Selected excerpt section start
A Kunstgraben is a type of man-made water channel that was once used by mines to drive the water wheels needed for power, mine drainage and a host of other purposes. The term is German (plural: Kunstgräben). Similar ditches supplying water mills in England are called leats.

== Background ==
Until the invention of the steam engine, water power was the main source of energy utilised by the various mechanical engines employed in the mining industry, such as water wheels, reversible water wheels, water-column engines or water turbines.

To enable mine workings to be driven ever deeper, more and more power was needed. The water available in the vicinity of the pits was insufficient for that purpose and springs frequently dried up as a result of be diverted for use in the mines. As a result, the water needed for the mine workings sometimes had to be transported over long distances.

== Usage ==
The aim was to have the greatest possible height difference at the site of the water power engine. This difference is known as the height of impact (Aufschlaghöhe). To achieve this the Kunstgräben were laid with only a very slight gradient, so that they resembled contours in the terrain and followed all the twists and turns of the valleys. In order to overcome natural obstacles Kunstgräben were frequently led along the bottom of tunnels in so-called Röschen or, more rarely, over aqueducts; the best-known Kunstgraben aqueducts being the Altväter Bridge near Halsbrücke and the Sperberhai Dyke in the Harz Mountains.

Typically a Kunstgraben started at a weir or divert (Wasserteiler) and ran along Röschen and via water storage ponds or Kunstteiche to the pit. The water power engine usually had a headrace and a tailrace (Aufschlagrösche and Abzugsrösche). A footpath was laid parallel to the Kunstgraben that acted as an access route for the ditch overseer (Grabensteiger), whenever he went to the weir to adjust the paddles. These paths are frequently used as walking trails today, where they have survived.
Selected excerpt section end
Data block section start
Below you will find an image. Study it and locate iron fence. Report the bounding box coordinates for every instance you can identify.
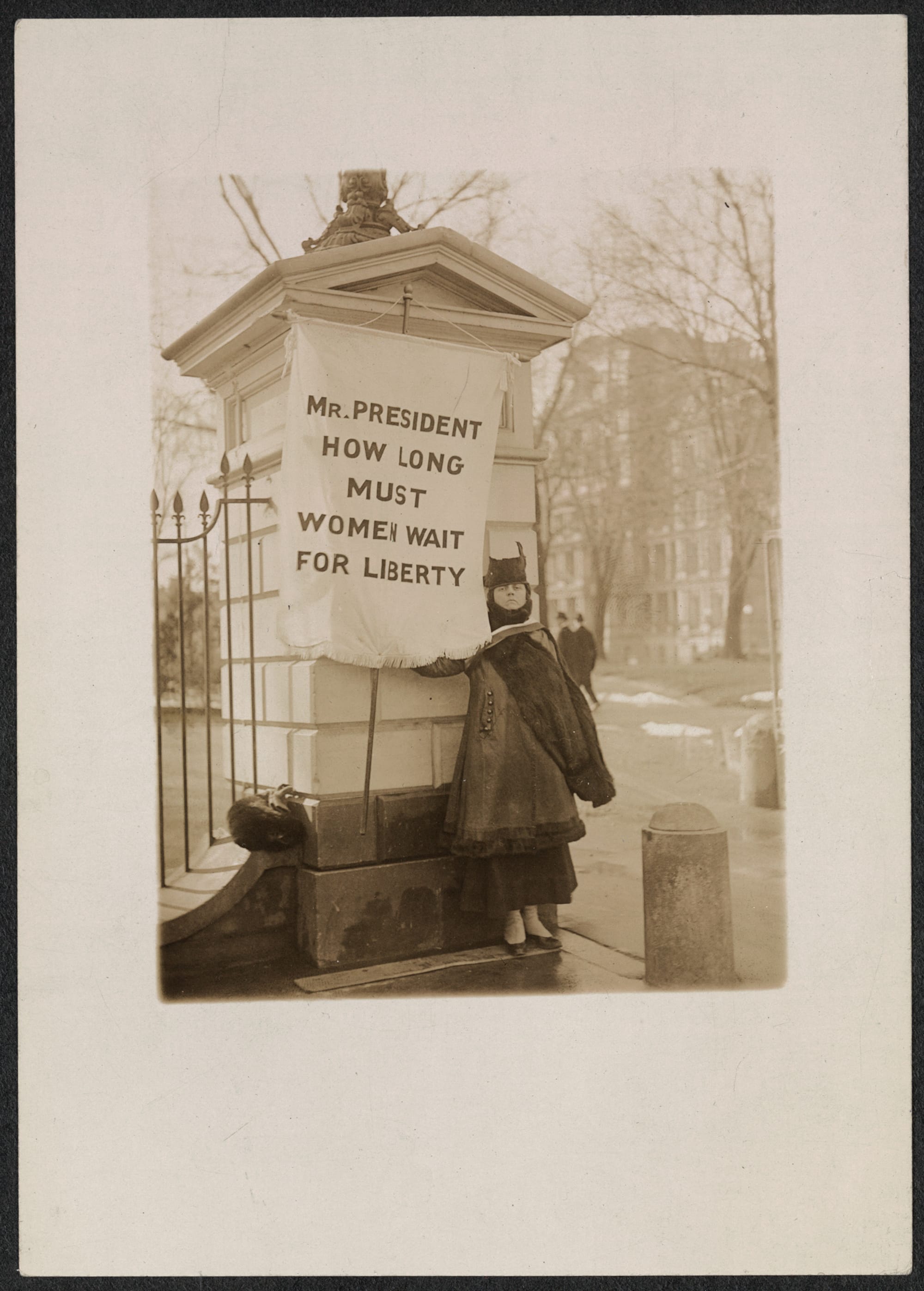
Data block section end
What you are asked to do: Write out the Kunstgraben text starting at "A Kunstgraben is" and ending at "over long distances.", switching "steam engine" to "electric motor". The data has no connection to the Kunstgraben text.

Output:
A Kunstgraben is a type of man-made water channel that was once used by mines to drive the water wheels needed for power, mine drainage and a host of other purposes. The term is German (plural: Kunstgräben). Similar ditches supplying water mills in England are called leats.

== Background ==
Until the invention of the electric motor, water power was the main source of energy utilised by the various mechanical engines employed in the mining industry, such as water wheels, reversible water wheels, water-column engines or water turbines.

To enable mine workings to be driven ever deeper, more and more power was needed. The water available in the vicinity of the pits was insufficient for that purpose and springs frequently dried up as a result of be diverted for use in the mines. As a result, the water needed for the mine workings sometimes had to be transported over long distances.